• Passage:
══════════════════════════════

Energy Efficiency: The First Step in Green IT

Three in four CIOs consider green IT an important element in their overall IT strategy, and 15% rate it as their top priority, according to a recent Datamonitor survey. Good intentions are well and good, but where should your IT shop begin its green journey?

Given the myriad of possible entry points, it's an important question. Answers vary depending on your context:

  • From the top-down: Align to your firm's companywide sustainability initiatives. For example, if waste reduction is a corporate goal, start by enforcing double-sided printing, or begin recycling or donating your end-of-life IT assets.
  • From the bottom-up: Take stock of pains in your IT shop. Green IT can help minimize - or even eliminate - out-of-budget, out-of-power, or out-of-space challenges. For example, if datacenter space is limited, server virtualization is a common consolidation technique with green benefits, such as energy savings and reduced e-waste from operating less physical servers.

══════════════════════════════

• Source excerpt:

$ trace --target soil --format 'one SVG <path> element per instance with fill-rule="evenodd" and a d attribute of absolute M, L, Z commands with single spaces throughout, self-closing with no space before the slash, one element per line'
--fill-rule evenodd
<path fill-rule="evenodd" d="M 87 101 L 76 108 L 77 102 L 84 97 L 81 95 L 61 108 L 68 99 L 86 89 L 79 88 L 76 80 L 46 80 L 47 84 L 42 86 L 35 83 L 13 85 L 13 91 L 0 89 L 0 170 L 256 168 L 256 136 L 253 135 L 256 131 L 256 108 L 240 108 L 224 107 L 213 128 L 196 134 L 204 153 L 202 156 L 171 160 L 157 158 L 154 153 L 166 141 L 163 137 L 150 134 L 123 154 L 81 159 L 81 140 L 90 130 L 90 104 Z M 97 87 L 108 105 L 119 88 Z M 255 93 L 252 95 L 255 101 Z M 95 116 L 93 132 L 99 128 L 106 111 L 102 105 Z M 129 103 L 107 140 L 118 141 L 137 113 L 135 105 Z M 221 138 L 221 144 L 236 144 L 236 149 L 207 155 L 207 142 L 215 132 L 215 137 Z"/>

══════════════════════════════

Write out the part of the green IT text above starting at "Given the myriad" and ending at "less physical servers.". The material placed after the green IT text is separate from it.

Given the myriad of possible entry points, it's an important question. Answers vary depending on your context:

  • From the top-down: Align to your firm's companywide sustainability initiatives. For example, if waste reduction is a corporate goal, start by enforcing double-sided printing, or begin recycling or donating your end-of-life IT assets.
  • From the bottom-up: Take stock of pains in your IT shop. Green IT can help minimize - or even eliminate - out-of-budget, out-of-power, or out-of-space challenges. For example, if datacenter space is limited, server virtualization is a common consolidation technique with green benefits, such as energy savings and reduced e-waste from operating less physical servers.